(Data excerpts)

_ _ _ _ _

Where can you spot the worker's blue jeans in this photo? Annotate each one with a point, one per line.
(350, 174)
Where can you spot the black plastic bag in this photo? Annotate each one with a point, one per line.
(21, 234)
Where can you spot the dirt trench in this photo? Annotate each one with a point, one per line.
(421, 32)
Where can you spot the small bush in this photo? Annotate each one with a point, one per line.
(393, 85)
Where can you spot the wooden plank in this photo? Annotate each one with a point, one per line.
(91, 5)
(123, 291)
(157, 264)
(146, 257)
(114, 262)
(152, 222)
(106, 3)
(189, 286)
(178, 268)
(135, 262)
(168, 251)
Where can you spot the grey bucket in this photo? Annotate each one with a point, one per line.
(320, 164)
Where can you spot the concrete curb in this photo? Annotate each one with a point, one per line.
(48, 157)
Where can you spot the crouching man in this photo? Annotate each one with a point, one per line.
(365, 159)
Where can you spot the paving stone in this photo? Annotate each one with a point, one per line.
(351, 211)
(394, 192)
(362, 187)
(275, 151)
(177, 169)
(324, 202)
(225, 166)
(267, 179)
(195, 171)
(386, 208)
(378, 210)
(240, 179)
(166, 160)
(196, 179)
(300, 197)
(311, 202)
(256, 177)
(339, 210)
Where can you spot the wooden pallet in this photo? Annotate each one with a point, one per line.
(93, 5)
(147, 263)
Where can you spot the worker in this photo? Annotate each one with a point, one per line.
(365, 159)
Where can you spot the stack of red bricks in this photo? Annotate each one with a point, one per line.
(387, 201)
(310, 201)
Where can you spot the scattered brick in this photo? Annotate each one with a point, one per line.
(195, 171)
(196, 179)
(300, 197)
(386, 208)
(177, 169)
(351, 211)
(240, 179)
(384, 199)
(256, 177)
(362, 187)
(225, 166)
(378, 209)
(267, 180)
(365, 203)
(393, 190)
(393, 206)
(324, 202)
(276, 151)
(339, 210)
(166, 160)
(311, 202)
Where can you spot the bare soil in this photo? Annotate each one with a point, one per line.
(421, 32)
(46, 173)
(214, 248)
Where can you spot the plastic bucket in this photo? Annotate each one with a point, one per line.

_ _ _ _ _

▶ Task statement: The records above need to be retyped exactly.

▶ Written answer:
Where can you spot the worker's blue jeans in this photo? Annotate each one with a point, one per line.
(350, 174)
Where can you spot the black plastic bag in this photo? Annotate each one with a point, one per line.
(21, 234)
Where can you spot the dirt trench in this photo? Annotate each one with a point, one per line.
(421, 32)
Where can you spot the small bush in this photo? Annotate each one with a point, one per line.
(393, 85)
Where can you spot the wooden plank in this photo? Annotate each one with a point, one per line.
(91, 5)
(123, 291)
(157, 264)
(146, 257)
(114, 262)
(152, 222)
(106, 3)
(189, 286)
(178, 268)
(135, 262)
(168, 251)
Where can you spot the grey bucket in this photo? Annotate each one with a point, one per line.
(320, 164)
Where can you spot the concrete curb in this photo? Annotate each one with a point, one per line.
(48, 157)
Where can you spot the crouching man in this photo? Annotate each one with a point, one per line.
(365, 159)
Where can you spot the paving stone in this photo? Annotate each one with a point, one per line.
(351, 211)
(394, 192)
(362, 187)
(275, 151)
(177, 169)
(324, 202)
(225, 166)
(267, 179)
(195, 171)
(386, 208)
(378, 210)
(240, 179)
(166, 160)
(196, 179)
(300, 197)
(311, 202)
(256, 177)
(339, 210)
Where can you spot the wooden pallet in this photo? Annotate each one with a point, one per line.
(93, 5)
(147, 263)
Where can you spot the worker in this photo? Annotate each one with a point, one per line.
(365, 159)
Where can you spot the stack of red bricks in this photo? Annotate each one with a point, one per line.
(387, 201)
(310, 201)
Where can you spot the scattered brick in this photo? Annotate each one with a point, one per line.
(195, 171)
(196, 179)
(300, 197)
(386, 208)
(177, 169)
(351, 211)
(240, 179)
(384, 199)
(256, 177)
(362, 187)
(225, 166)
(378, 209)
(267, 180)
(365, 203)
(393, 190)
(393, 206)
(324, 202)
(276, 151)
(339, 210)
(166, 160)
(311, 202)
Where can you spot the bare soil in this photo? Annotate each one with a point, one per line.
(421, 32)
(46, 173)
(214, 248)
Where can you spot the plastic bucket in this photo? Annotate each one with a point, one per line.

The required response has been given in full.